== Trecho do documento ==

Dwayne Johnson sonha com Adão Negro desde o início do segundo milênio. Ainda em 2006, o astro foi escalado para ser o vilão do Capitão Marvel em um filme de Shazam!. Mas o crescimento de Johnson ao longo dos anos foi tão intenso que o projeto evoluiu para um filme próprio do anti-herói, com The Rock lentamente se tornando uma figura de influência no projeto de expansão da DC nos cinemas.

Com os altos e baixos do universo da DC capitaneado por Zack Snyder e agora literalmente fragmentado em reboots, linhas alternativas e musicais surtados do Coringa, Johnson assume o comando de Adão Negro para dar origem a uma nova linha de filmes, derivados e produções na marca dos quadrinhos. Porém, mesmo com boas intenções, a fundação não é das mais sólidas.

Na trama, Tath-Adam (Johnson) perde toda sua família e acaba por ganhar poderes divinos de um conselho de magos. Aprisionado por 5 mil anos, ele é despertado por uma família de revolucionários, que pede sua ajuda para deter uma milícia maligna de assumir o poder da nação de Kahndaq. Temendo o poder destrutivo do chamado Adão Negro, o grupo conhecido como Sociedade da Justiça parte para contê-lo e levá-lo para uma prisão de segurança máxima.

Mudando a perspectiva

Conceitualmente, Adão Negro parte de uma premissa divertida. O roteiro assinado por Adam Sztykiel, Rory Haines e Sohrab Noshirvani oferece protagonismo a um personagem que naturalmente seria um vilão de filmes do gênero; como se O Lobo da Estepe ou Loki fossem os protagonistas de Liga da Justiça e Os Vingadores, por exemplo. É uma ideia interessante, mas que fica perdida entre várias outras linhas soltas do péssimo roteiro do trio. Mesmo com a promessa de explorar temas mais sombrios, como a moralidade nebulosa de Adão Negro e o fato de este não hesitar em cometer homicídios; é um esforço extremamente superficial e repetitivo.

Pior ainda é a aposta do roteiro em um núcleo humano sofrido, representado pela família que acaba despertando o protagonista. Misturando-se entre tentativas de humor capengas, um comentário político de impacto de um textão de Facebook e uma enxurrada de clichês, o espetáculo acaba perdido na tentativa de oferecer uma humanidade vazia. Toda a relação sustentada entre Adão Negro e o jovem Amon (o inexpressivo Bodhi Sabongui) soa como uma sobra estragada da boa dinâmica entre herói e adolescente explorada por David F. Sandberg no Shazam! de 2019.

===
== Registros de dados ==

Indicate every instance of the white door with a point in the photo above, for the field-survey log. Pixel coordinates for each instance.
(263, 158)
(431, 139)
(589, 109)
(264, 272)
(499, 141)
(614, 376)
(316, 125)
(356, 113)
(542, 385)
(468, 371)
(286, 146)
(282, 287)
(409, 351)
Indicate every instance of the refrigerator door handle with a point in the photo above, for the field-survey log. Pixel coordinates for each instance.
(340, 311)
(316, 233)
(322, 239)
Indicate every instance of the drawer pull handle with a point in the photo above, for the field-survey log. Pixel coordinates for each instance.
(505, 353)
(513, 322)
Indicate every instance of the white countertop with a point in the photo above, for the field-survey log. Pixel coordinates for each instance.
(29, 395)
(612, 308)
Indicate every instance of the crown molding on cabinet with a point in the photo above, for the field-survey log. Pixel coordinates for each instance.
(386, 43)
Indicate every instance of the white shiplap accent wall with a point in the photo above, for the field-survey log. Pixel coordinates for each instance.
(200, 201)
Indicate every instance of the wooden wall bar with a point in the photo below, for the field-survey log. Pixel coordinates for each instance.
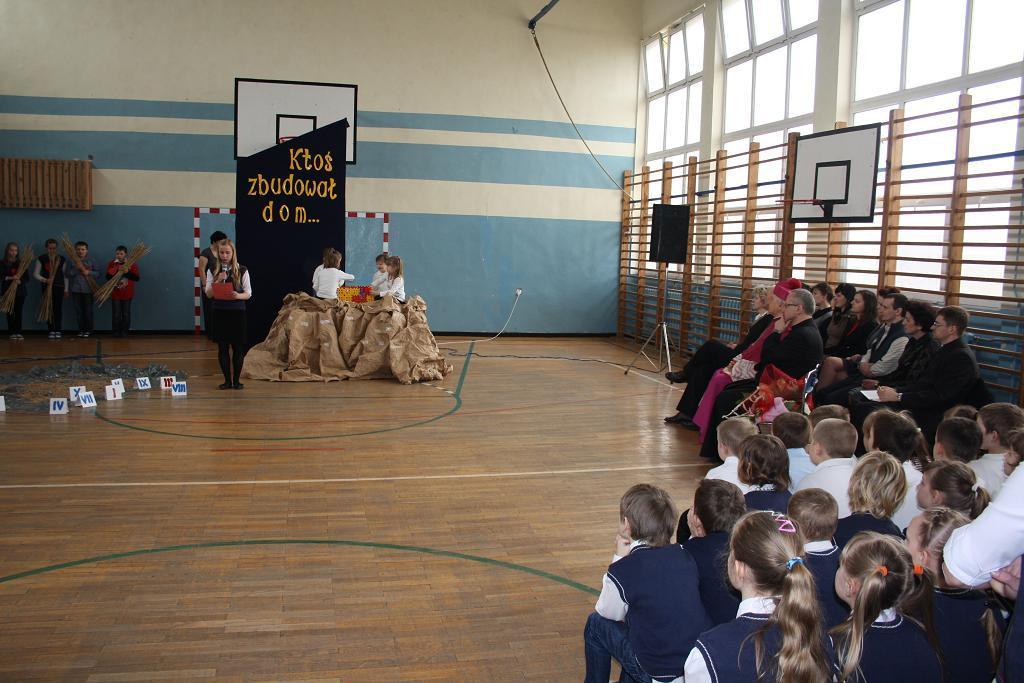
(45, 183)
(948, 231)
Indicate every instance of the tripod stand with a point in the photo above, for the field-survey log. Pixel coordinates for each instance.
(663, 347)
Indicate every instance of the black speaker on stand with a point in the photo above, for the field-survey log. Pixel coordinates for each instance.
(670, 233)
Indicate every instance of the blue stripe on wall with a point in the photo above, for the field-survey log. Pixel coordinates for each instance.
(188, 152)
(129, 108)
(478, 124)
(221, 112)
(466, 267)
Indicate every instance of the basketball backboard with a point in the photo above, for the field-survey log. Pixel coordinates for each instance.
(267, 113)
(835, 176)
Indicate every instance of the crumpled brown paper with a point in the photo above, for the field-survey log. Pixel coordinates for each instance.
(316, 340)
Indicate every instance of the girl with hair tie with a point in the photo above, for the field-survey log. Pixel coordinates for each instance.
(777, 634)
(228, 311)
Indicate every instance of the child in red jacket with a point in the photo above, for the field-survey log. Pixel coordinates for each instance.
(123, 293)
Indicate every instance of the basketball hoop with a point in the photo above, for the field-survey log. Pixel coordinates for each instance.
(826, 206)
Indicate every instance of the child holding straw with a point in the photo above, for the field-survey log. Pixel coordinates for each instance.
(49, 271)
(82, 275)
(124, 291)
(13, 276)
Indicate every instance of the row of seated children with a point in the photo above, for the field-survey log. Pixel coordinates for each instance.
(388, 278)
(881, 608)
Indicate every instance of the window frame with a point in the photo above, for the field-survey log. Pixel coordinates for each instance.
(664, 38)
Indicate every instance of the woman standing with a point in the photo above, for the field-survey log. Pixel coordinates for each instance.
(8, 270)
(228, 308)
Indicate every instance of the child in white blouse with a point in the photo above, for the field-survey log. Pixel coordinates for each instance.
(330, 278)
(380, 275)
(395, 283)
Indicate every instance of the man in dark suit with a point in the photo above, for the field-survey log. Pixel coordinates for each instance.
(795, 348)
(949, 379)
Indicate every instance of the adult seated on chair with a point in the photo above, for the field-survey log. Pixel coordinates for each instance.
(795, 348)
(860, 324)
(742, 367)
(822, 304)
(714, 355)
(885, 347)
(833, 327)
(950, 378)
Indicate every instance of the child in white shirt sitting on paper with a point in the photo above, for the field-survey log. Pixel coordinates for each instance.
(328, 279)
(380, 276)
(395, 284)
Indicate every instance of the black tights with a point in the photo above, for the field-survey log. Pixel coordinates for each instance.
(230, 366)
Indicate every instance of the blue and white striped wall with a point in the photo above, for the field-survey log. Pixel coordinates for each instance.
(488, 193)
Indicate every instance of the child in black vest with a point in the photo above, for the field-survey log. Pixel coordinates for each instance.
(717, 507)
(888, 637)
(228, 311)
(878, 487)
(968, 630)
(649, 610)
(777, 634)
(764, 467)
(816, 512)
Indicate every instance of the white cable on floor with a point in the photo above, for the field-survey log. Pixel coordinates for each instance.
(509, 319)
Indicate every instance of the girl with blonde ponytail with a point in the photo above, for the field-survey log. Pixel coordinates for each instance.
(969, 633)
(777, 634)
(888, 636)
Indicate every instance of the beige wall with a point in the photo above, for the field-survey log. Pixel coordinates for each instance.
(455, 56)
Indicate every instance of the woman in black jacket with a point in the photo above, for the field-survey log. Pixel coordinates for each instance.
(863, 311)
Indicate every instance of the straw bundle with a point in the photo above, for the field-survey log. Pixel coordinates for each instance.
(46, 303)
(7, 302)
(69, 248)
(104, 292)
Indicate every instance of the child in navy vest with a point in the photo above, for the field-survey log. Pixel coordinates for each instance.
(816, 512)
(717, 506)
(764, 467)
(969, 631)
(228, 312)
(878, 487)
(777, 634)
(649, 610)
(888, 637)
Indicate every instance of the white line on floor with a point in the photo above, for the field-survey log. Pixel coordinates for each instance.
(411, 477)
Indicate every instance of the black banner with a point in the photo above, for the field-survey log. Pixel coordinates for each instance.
(291, 205)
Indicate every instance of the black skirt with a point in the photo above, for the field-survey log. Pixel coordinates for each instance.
(228, 326)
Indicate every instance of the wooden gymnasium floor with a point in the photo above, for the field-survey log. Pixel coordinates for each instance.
(355, 530)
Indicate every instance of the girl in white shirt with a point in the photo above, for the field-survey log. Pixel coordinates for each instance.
(380, 275)
(329, 278)
(395, 283)
(777, 634)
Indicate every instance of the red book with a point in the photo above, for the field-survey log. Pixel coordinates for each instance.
(223, 291)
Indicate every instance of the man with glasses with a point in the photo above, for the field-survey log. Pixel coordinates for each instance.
(951, 378)
(885, 347)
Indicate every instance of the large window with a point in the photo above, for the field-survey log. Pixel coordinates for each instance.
(921, 55)
(674, 66)
(770, 51)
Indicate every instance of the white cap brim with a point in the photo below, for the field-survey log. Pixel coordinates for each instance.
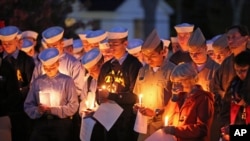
(97, 39)
(76, 50)
(68, 42)
(50, 61)
(8, 37)
(54, 39)
(184, 29)
(26, 49)
(93, 62)
(117, 35)
(31, 34)
(134, 50)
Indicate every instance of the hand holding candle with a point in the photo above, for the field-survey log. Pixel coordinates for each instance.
(166, 121)
(140, 99)
(87, 104)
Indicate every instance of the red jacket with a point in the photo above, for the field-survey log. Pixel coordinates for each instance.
(234, 111)
(193, 118)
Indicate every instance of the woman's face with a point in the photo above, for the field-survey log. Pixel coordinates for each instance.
(241, 71)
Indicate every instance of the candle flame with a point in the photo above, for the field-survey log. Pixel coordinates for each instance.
(103, 87)
(166, 121)
(140, 99)
(87, 104)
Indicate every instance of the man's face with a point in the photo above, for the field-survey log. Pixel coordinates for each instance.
(10, 46)
(95, 70)
(107, 54)
(235, 39)
(198, 54)
(154, 59)
(51, 70)
(183, 38)
(118, 47)
(86, 46)
(241, 71)
(221, 55)
(58, 45)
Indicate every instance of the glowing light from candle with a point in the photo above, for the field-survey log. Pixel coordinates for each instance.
(166, 121)
(87, 104)
(103, 87)
(140, 99)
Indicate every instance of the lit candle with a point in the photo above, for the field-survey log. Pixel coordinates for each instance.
(140, 99)
(166, 121)
(87, 104)
(103, 87)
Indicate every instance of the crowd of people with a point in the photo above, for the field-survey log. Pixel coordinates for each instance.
(188, 87)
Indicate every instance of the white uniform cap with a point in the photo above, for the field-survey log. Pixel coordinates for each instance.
(184, 28)
(134, 46)
(117, 33)
(96, 36)
(197, 39)
(151, 43)
(216, 37)
(165, 42)
(104, 45)
(44, 44)
(29, 34)
(209, 44)
(77, 45)
(67, 42)
(220, 42)
(53, 34)
(8, 33)
(83, 34)
(174, 39)
(27, 45)
(91, 58)
(19, 35)
(49, 56)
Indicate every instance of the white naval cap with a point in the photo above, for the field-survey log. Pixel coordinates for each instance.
(184, 28)
(8, 33)
(104, 45)
(19, 34)
(53, 34)
(117, 32)
(220, 42)
(49, 56)
(165, 42)
(82, 35)
(134, 46)
(67, 42)
(96, 36)
(174, 39)
(197, 39)
(29, 34)
(151, 43)
(209, 44)
(27, 45)
(77, 45)
(43, 43)
(91, 57)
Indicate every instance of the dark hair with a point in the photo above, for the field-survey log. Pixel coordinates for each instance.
(242, 59)
(159, 48)
(243, 30)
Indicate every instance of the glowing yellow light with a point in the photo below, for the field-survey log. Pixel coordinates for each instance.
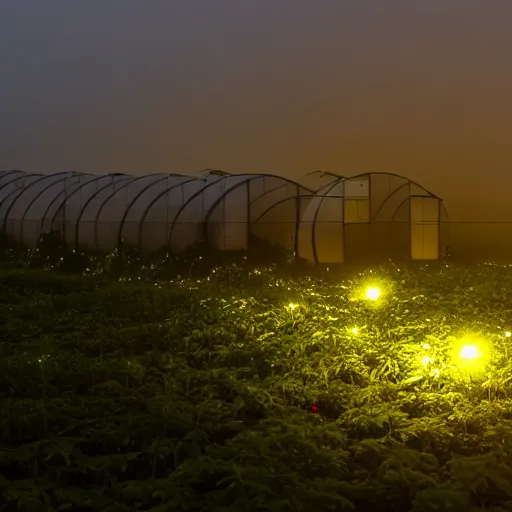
(372, 293)
(469, 352)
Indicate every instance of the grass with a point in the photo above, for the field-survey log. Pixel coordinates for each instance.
(195, 393)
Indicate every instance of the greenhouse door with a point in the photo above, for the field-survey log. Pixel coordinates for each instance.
(424, 228)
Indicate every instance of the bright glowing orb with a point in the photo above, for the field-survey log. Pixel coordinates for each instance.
(469, 352)
(372, 293)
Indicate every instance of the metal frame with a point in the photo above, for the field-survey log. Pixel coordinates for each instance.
(157, 197)
(114, 192)
(80, 185)
(24, 189)
(37, 196)
(133, 201)
(97, 179)
(122, 182)
(86, 204)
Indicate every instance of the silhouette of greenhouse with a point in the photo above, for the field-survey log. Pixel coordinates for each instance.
(323, 218)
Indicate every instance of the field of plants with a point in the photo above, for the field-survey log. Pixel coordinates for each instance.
(248, 388)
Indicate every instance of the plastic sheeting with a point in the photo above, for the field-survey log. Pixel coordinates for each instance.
(331, 220)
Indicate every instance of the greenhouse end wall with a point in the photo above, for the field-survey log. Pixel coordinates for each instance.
(324, 218)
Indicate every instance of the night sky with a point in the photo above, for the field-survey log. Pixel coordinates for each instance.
(420, 88)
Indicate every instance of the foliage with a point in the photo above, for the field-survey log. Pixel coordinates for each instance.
(121, 390)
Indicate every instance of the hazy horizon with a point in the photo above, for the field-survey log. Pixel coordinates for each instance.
(283, 87)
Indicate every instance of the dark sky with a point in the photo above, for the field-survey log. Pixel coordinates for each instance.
(418, 87)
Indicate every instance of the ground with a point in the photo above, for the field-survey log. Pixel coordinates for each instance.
(140, 393)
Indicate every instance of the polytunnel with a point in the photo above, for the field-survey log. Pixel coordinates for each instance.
(324, 219)
(372, 216)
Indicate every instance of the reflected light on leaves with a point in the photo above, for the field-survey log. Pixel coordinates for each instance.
(372, 293)
(469, 352)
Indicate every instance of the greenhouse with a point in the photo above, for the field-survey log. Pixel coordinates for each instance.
(323, 218)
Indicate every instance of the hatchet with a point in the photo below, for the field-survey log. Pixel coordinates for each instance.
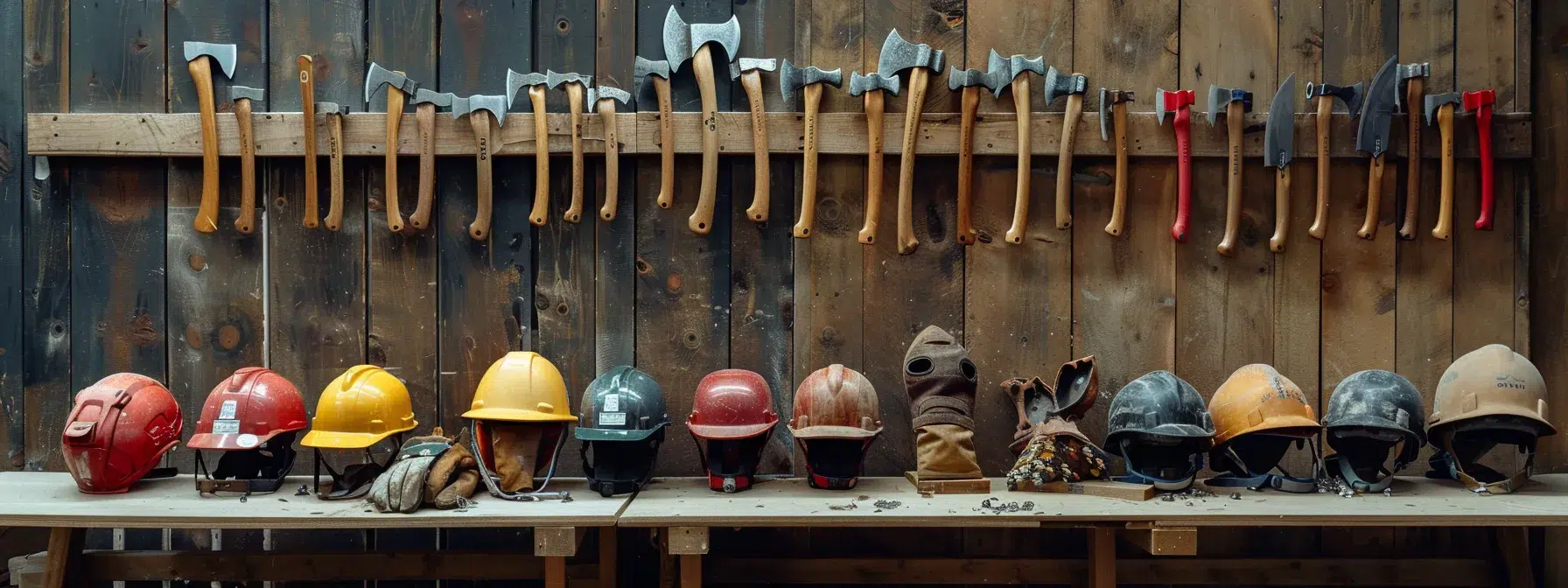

===

- **Enunciado 1**
Resuma o parágrafo da crítica de Adão Negro que começa com "Na trama, Tath-Adam" e preserve seus fatos principais.
- **Enunciado 2**
Dê continuidade à crítica do filme Adão Negro a partir do ponto em que o texto termina.

- **Resposta 1**
Tath-Adam (Johnson) perde a família e recebe poderes divinos de um conselho de magos. Depois de 5 mil anos preso, é despertado por uma família de revolucionários, que pede sua ajuda para impedir que uma milícia maligna tome o poder em Kahndaq. Com medo de seu poder destrutivo, a Sociedade da Justiça tenta contê-lo e levá-lo a uma prisão de segurança máxima.

- **Resposta 2**
E ainda que o filme pudesse sustentar-se facilmente na inversão de perspectiva para um confronto entre o anti-herói de Johnson e a Sociedade da Justiça, Adão Negro se vê na necessidade de apresentar um vilão. Atendendo pelo nome de Sabacc, o antagonista é uma das criações mais pavorosas e risíveis que o universo DC apresentou até agora, além de ser um vilão extremamente fraco e caricato – com uma concepção visual exagerada e que garante um trabalho de efeitos visuais bem limitado. Ecos do Esquadrão Suicida de David Ayer soaram forte durante o clímax de Adão Negro, infelizmente.

A Liga Extraordinária

De positivo, está a Sociedade da Justiça. Marcando a primeira aparição do clássico grupo de heróis da DC nos cinemas, tudo envolvendo o Gavião Negro de Aldis Hodge e o Senhor Destino de Pierce Brosnan é absolutamente formidável. É uma clássica dinâmica que remete ao buddy cop, com o sábio ancião de Brosnan equilibrando o comportamento mais extremo e calculista de Hodge, e imediatamente fiquei mais interessado em saber mais sobre o passado de ambos do que em qualquer coisa envolvendo Teth-Adam, Sabacc ou o futuro de Kahndaq.

Mesmo que em posições menores, os jovens Noah Centineo e Quintessa Swindell oferecem muito carisma e alívios como Esmaga-Átomo e Ciclone; com destaque especial para as cenas envolvendo Swindell, que garantem a melhor amostra de efeitos visuais do filme inteiro.

Já Dwayne Johnson… O astro não é exatamente conhecido por sua versatilidade, e Adão Negro não oferece nada de diferente dos demais trabalhos do ator no cinema de ação. Sua presença é forte e impactante, valendo mencionar que a performance de Johnson agora aposta muito mais em uma concentração extrema e um tom mais ameaçador. Porém, características um tanto incongruentes com uma trama que insiste em torná-lo adorável e bonzinho ao lado do jovem Amon.

Na direção, o habilidoso Jaume Collet-Serra tem pouco espaço para explorar suas habilidades. Vindo do cinema de ação de Liam Neeson (como os ótimos Sem Escalas e Noite Sem Fim), o diretor argentino se destaca nas sequências que envolvem os distintos poderes da Sociedade da Justiça, como a já mencionada Ciclone e suas rajadas de vento coloridas, o aumento de tamanho de Esmaga-Átomo e todo o misticismo por trás do Senhor Destino; capaz de se multiplicar, teleportar e criar ilusões visualmente fascinantes.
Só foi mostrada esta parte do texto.